* [Selected passage]:
+--
In this retrospective study, we included 111 consecutive patients with suspected or proven NSCLC who were referred for whole-body PET imaging for preoperative staging of lung cancer. None of the patients had received prior treatment for lung cancer. All patients underwent CT scanning of the chest within 4 weeks of the PET scanning for staging of lung cancer.

All 111 patients were considered as potential candidates for surgical resection. Seventy-three men and 45 women (ages, 35 to 84 years) were enrolled in this study after informed consent was obtained. Of these patients, 77 patients showed PET findings of a primary lung cancer with or without lymphadenopathy on PET/CT. Two patients with a primary tumor and negative PET and CT findings opted for no sampling procedure and underwent resection. Also, two patients with no primary tumor showed PET-positive mediastinal lymph nodes suspicious of malignancy and underwent mediastinoscopy. None of 34 patients with negative PET findings and benign histology underwent lymph node sampling. Seventy-seven of 111 patients underwent sampling of multiple mediastinal lymph nodes on mediastinoscopy or thoracotomy within 4 weeks following PET, and these 77 patients constitute the focus group in our study. In 77 patients, all accessible nodal stations were sampled and charted by the surgeon. The findings of the CT and PET scans were tabulated for presence of involved lymph nodes at different stations as published in American Thoracic Society (ATS) staging criteria. The positive findings on PET and CT were labeled to identify the involved lymph node station. The surgeon sampled accessible lymph nodes during the biopsy procedure. Final diagnosis was established based on the histologic findings of lymph node sampling procedures: mediastinoscopy or biopsy during the surgical procedure. The findings of PET scans for lymph node staging were compared with CT scans, and each were compared to histologic results to determine the relative accuracies of PET and CT scanning in detecting lymph node metastases.
+--
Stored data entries
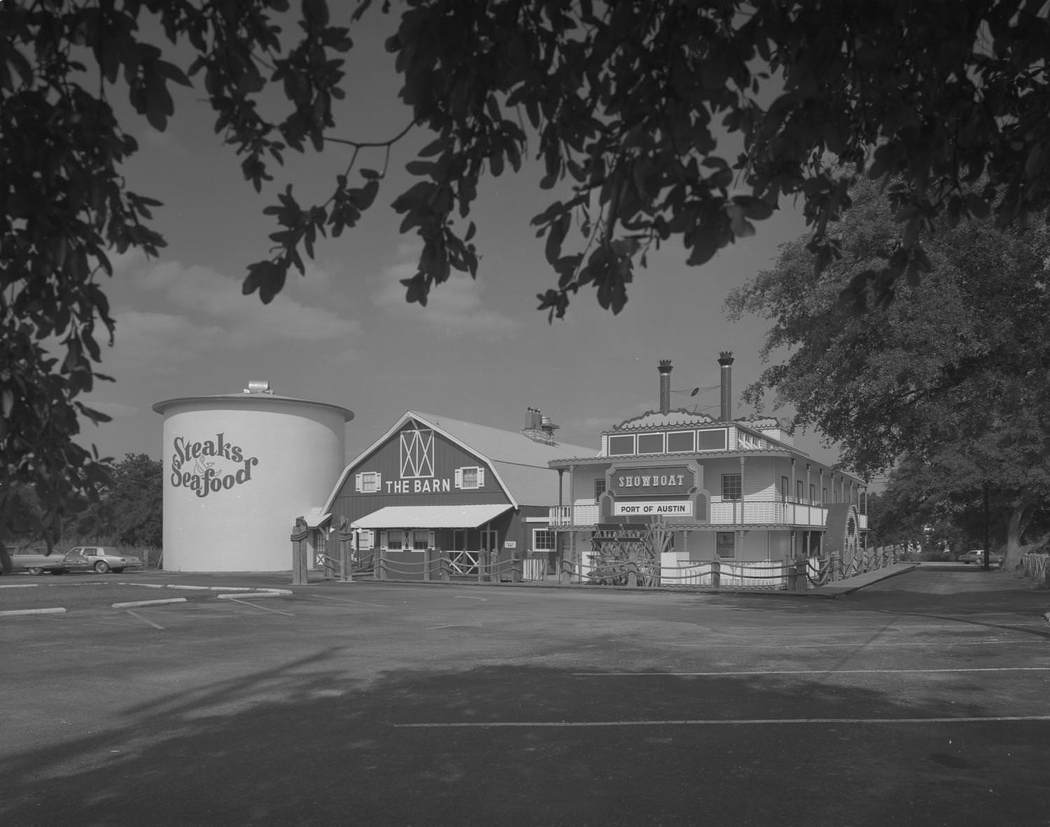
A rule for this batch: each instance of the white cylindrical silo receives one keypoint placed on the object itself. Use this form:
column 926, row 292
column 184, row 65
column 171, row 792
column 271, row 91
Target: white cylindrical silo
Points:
column 238, row 469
+--
* [What to produce]:
Condense the paragraph of the lung cancer staging passage that begins "In this retrospective study" into a short bulleted list that keeps its main facts.

* [Task solution]:
- Retrospective study of 111 consecutive patients with suspected or proven NSCLC
- Patients were referred for whole-body PET for preoperative lung cancer staging
- No patient had received prior treatment for lung cancer
- All had chest CT within 4 weeks of PET for staging